**Work task 1**. In the guest blog post, where does the author's son work as a conservator?
**Work task 2**. From the guest blog post, extract the part that opens with the words containing "Past/Future/" and closes with "the future result.".

Published 5th December, 2016 in MRP Guest Blogger
by


Past/Future/
By Andrew_Taylor

My son is a conservator. His job in Canberra is to make sure that documents, maps, photographs, anything recorded on paper in the National Archive, is kept in good condition and made presentable to researchers of the future. Old style ‘restorers’ who attempted to repaint or rebuild what they thought the original was, are seen as well-meaning but misguided falsifiers. His is a technical and highly skilled job, which he loves.

My daughter is a clinical geneticist. Well, she’s a pediatrician but well into her training as a geneticist. Her job, so far as I understand it, is to work with children who display problems that might have a genetic origin, conduct or order the necessary tests, arrive at a diagnosis and work with them, and especially with their parents, towards a suitable outcome. And monitor the future result.

My son’s work involves preserving the past; my daughter’s work is aimed at the future. Yet both work in the two time dimensions. My son preserves the past so that future researchers can access and learn from it. My daughter’s work involves searching the genetic history of her patients to discover how the past expresses itself (to use a verb from genetics) in the present.

Poetry is like that too. I think that any poet who is not well read on earlier poetry is laboring hard. Poets write in the present in the hope that their work will be read in the future. Unless, of course, they think a few thousand instant hits on the internet is enduring fame and a place in the annals of literature. And good luck to them, if instant and evanescent gratification are all they want.

**Provided material**.
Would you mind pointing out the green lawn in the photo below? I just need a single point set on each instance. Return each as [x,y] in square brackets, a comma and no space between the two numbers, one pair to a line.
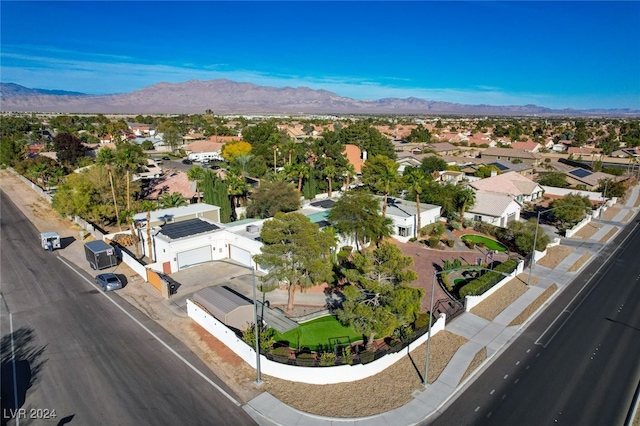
[488,242]
[325,331]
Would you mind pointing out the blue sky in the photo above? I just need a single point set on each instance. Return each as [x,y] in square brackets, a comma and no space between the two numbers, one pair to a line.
[554,54]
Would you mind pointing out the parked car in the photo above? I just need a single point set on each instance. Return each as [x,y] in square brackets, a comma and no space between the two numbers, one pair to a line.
[108,281]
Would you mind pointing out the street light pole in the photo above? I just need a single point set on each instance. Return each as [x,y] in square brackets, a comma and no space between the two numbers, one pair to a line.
[426,366]
[255,316]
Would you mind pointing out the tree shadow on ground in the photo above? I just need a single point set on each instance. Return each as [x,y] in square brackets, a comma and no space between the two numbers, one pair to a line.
[20,365]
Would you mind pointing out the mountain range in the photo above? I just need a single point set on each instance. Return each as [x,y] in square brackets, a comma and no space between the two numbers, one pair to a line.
[228,97]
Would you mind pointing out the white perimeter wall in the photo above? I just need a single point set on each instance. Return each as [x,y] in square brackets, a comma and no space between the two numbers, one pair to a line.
[312,375]
[472,301]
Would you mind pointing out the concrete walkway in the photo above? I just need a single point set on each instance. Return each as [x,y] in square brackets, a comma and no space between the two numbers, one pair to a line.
[481,333]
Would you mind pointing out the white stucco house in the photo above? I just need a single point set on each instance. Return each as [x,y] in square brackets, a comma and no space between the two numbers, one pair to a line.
[493,208]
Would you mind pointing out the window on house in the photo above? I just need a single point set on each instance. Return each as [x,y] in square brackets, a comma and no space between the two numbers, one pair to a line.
[404,231]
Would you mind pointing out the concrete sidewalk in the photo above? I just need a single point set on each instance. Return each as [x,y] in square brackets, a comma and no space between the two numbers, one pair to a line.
[481,333]
[267,410]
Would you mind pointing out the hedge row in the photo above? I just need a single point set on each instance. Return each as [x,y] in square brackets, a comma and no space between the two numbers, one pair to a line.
[488,280]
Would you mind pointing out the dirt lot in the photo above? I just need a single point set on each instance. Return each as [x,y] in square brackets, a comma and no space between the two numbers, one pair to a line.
[554,256]
[383,392]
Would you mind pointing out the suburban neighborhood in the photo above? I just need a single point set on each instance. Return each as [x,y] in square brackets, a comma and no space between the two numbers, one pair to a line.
[376,236]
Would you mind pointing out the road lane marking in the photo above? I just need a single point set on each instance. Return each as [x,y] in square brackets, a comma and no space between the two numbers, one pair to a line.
[537,342]
[162,342]
[15,375]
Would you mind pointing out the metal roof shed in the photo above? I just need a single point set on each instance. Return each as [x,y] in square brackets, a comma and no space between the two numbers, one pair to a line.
[226,306]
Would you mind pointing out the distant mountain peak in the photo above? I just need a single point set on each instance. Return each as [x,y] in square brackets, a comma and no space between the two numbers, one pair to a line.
[229,97]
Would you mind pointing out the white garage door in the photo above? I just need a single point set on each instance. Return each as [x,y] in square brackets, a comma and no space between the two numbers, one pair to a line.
[240,255]
[195,256]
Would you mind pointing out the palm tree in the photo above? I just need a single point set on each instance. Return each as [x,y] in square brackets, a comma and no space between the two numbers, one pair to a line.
[196,174]
[175,199]
[106,157]
[349,172]
[330,173]
[414,179]
[148,206]
[129,157]
[464,198]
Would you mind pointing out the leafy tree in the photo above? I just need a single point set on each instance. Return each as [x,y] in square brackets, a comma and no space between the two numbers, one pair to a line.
[175,199]
[380,174]
[570,209]
[464,199]
[295,252]
[415,180]
[147,145]
[378,299]
[11,150]
[68,147]
[273,197]
[232,150]
[419,134]
[555,179]
[432,164]
[356,215]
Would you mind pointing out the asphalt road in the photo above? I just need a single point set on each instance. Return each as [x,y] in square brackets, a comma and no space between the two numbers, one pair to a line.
[87,356]
[578,363]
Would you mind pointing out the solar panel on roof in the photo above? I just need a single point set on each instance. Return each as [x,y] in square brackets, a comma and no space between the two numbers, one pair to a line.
[581,173]
[187,228]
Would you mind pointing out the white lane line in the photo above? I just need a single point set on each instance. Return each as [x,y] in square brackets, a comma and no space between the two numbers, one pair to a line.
[15,375]
[537,342]
[187,363]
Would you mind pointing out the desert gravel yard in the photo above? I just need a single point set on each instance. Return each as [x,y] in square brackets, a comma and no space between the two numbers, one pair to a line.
[385,391]
[555,255]
[587,231]
[503,297]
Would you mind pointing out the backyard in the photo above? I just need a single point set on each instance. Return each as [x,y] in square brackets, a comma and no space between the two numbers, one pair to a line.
[319,333]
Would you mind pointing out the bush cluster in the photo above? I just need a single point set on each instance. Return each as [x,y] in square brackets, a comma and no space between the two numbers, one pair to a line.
[488,280]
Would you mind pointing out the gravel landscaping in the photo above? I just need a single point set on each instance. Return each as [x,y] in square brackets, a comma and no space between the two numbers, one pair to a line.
[475,363]
[611,212]
[587,231]
[609,234]
[385,391]
[628,217]
[529,310]
[554,256]
[583,259]
[502,298]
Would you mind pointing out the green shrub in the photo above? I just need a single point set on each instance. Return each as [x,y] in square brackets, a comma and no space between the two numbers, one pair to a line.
[489,279]
[327,359]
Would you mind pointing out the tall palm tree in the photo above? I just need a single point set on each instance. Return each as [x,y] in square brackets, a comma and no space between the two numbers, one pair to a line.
[148,206]
[415,179]
[349,172]
[196,174]
[175,199]
[106,157]
[330,173]
[464,198]
[129,157]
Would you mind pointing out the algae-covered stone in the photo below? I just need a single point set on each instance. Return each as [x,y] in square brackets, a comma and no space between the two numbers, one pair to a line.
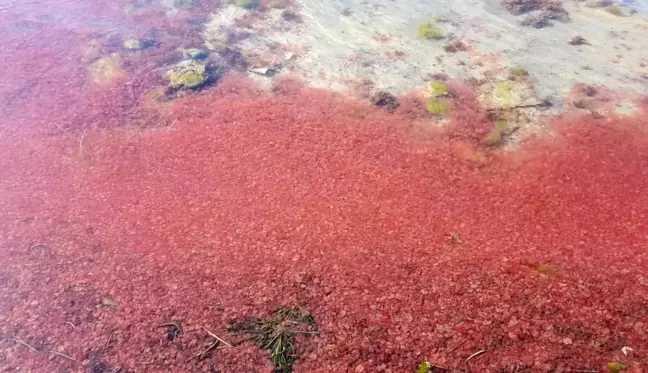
[509,93]
[132,44]
[194,54]
[187,74]
[616,367]
[518,71]
[436,107]
[106,69]
[428,29]
[436,89]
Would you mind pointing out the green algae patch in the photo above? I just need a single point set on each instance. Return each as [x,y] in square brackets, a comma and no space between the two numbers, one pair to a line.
[615,11]
[429,30]
[187,74]
[194,54]
[278,334]
[518,71]
[424,367]
[436,107]
[615,367]
[437,89]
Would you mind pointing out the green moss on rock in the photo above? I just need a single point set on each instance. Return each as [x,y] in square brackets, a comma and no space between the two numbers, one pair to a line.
[436,107]
[187,74]
[194,53]
[132,44]
[518,71]
[429,30]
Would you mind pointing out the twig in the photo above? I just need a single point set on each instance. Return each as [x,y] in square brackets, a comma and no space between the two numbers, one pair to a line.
[539,104]
[81,141]
[217,337]
[64,356]
[475,354]
[20,341]
[207,350]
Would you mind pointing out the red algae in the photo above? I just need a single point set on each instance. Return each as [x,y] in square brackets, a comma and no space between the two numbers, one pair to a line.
[121,213]
[252,202]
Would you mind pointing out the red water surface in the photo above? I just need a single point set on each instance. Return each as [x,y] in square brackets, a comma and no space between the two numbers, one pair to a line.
[407,243]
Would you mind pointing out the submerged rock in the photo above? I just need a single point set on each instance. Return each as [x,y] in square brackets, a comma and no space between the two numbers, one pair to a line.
[106,69]
[194,54]
[132,44]
[187,74]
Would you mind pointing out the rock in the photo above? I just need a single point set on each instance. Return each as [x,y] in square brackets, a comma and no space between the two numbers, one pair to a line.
[385,100]
[106,69]
[132,44]
[194,54]
[187,74]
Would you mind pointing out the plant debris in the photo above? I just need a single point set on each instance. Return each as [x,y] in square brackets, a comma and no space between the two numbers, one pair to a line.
[173,330]
[385,100]
[456,46]
[578,40]
[277,335]
[540,12]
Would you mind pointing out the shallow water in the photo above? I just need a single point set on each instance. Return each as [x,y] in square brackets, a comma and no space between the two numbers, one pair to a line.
[477,201]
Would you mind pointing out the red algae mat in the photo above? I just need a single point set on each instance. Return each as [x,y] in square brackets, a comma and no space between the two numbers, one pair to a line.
[405,248]
[407,244]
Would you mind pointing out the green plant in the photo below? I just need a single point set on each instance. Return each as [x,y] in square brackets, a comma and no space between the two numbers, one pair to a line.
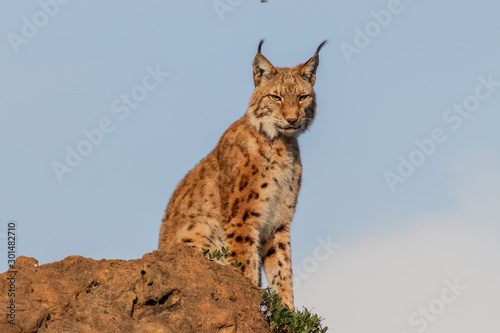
[282,319]
[217,255]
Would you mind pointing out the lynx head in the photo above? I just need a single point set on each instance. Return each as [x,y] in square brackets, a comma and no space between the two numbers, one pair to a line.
[283,102]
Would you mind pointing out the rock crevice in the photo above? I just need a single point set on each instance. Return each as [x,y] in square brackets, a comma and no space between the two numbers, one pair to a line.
[177,291]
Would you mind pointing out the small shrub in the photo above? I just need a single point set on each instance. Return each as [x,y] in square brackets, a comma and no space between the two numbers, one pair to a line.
[217,255]
[282,319]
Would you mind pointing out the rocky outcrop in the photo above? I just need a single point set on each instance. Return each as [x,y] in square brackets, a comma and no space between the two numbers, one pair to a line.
[177,291]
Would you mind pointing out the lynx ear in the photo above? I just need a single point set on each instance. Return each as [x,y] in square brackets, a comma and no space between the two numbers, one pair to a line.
[262,68]
[308,70]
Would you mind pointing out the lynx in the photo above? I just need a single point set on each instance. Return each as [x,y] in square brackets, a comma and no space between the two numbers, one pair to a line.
[243,194]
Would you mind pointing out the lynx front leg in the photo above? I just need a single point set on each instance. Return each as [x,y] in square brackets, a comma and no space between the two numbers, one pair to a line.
[278,264]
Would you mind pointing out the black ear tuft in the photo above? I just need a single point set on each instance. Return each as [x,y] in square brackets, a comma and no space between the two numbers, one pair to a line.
[260,45]
[321,46]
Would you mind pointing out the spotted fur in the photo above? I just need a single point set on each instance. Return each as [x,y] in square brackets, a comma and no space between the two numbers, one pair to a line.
[243,194]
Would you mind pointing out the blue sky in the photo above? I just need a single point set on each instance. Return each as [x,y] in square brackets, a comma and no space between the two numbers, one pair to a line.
[394,76]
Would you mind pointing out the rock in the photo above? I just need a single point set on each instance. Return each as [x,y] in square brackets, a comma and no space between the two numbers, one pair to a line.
[177,291]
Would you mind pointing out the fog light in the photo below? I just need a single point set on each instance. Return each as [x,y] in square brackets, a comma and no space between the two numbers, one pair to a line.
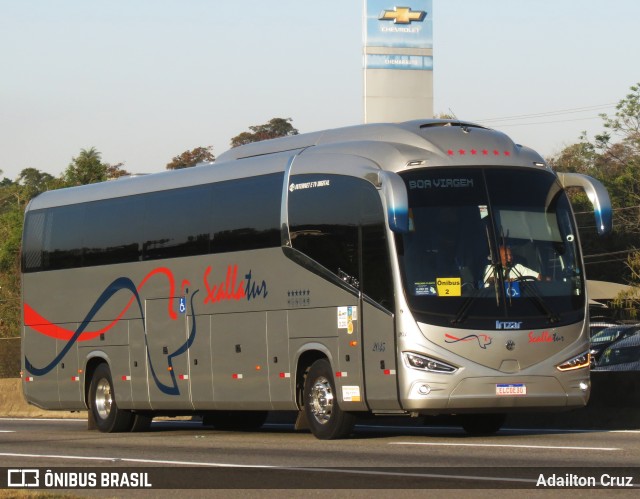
[424,389]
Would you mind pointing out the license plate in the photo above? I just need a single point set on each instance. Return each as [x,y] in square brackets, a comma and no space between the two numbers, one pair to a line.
[512,389]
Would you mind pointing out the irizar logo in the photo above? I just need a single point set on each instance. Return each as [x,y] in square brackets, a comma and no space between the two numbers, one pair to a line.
[508,325]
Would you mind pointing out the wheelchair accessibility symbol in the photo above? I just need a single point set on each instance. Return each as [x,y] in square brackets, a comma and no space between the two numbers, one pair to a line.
[512,289]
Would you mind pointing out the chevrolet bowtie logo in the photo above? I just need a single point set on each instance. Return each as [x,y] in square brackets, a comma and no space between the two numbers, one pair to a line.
[402,15]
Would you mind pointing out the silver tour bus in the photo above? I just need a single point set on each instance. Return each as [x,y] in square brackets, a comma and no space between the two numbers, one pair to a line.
[423,268]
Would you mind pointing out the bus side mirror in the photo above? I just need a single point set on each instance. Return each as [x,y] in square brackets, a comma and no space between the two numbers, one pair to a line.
[597,194]
[395,195]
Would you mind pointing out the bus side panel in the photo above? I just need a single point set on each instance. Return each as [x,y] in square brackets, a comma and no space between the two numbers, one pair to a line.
[138,365]
[380,359]
[69,378]
[40,350]
[350,382]
[281,379]
[240,367]
[201,367]
[168,356]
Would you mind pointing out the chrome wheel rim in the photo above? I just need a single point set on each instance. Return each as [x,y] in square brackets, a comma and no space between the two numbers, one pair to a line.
[321,400]
[103,399]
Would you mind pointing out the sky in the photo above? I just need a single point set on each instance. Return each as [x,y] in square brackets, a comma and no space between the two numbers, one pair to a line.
[144,80]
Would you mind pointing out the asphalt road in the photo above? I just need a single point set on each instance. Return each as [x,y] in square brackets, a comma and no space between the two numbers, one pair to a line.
[186,455]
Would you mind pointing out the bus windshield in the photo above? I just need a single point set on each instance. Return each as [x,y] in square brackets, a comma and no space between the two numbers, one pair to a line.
[487,246]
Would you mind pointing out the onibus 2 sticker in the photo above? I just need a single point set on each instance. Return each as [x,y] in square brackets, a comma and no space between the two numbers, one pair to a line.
[346,316]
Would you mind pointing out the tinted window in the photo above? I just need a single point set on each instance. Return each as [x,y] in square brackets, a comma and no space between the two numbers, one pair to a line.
[338,221]
[236,215]
[112,230]
[63,238]
[245,214]
[177,223]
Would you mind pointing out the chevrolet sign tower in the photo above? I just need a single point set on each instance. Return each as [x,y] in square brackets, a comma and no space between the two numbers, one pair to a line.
[398,60]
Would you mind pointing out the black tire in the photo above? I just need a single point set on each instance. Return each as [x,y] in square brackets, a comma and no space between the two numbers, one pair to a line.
[327,421]
[109,418]
[235,420]
[482,424]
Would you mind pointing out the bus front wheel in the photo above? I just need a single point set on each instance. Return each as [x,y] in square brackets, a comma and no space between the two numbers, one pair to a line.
[109,418]
[326,419]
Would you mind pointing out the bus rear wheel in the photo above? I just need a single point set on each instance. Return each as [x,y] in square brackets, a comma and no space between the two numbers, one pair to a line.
[109,418]
[482,424]
[327,421]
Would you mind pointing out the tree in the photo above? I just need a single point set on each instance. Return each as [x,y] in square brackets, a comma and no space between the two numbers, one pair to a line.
[191,158]
[34,182]
[276,127]
[613,157]
[88,168]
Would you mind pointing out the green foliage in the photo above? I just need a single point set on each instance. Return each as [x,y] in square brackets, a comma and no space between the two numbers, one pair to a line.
[88,168]
[191,158]
[613,157]
[276,127]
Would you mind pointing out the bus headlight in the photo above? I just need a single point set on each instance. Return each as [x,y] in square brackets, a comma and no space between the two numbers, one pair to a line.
[417,361]
[577,362]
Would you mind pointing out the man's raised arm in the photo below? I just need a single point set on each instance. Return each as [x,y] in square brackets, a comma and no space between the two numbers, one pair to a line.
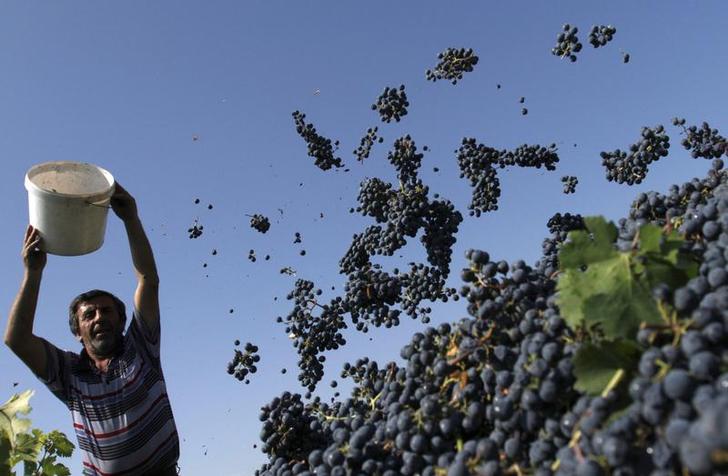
[146,297]
[19,331]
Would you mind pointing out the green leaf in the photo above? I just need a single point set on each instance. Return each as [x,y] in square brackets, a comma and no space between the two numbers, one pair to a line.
[606,294]
[61,444]
[661,260]
[596,364]
[591,246]
[5,448]
[10,423]
[650,238]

**Solution 1**. In Canberra, at the National Archive.

**Solution 2**.
Past/Future/
By Andrew_Taylor

My son is a conservator. His job in Canberra is to make sure that documents, maps, photographs, anything recorded on paper in the National Archive, is kept in good condition and made presentable to researchers of the future. Old style ‘restorers’ who attempted to repaint or rebuild what they thought the original was, are seen as well-meaning but misguided falsifiers. His is a technical and highly skilled job, which he loves.

My daughter is a clinical geneticist. Well, she’s a pediatrician but well into her training as a geneticist. Her job, so far as I understand it, is to work with children who display problems that might have a genetic origin, conduct or order the necessary tests, arrive at a diagnosis and work with them, and especially with their parents, towards a suitable outcome. And monitor the future result.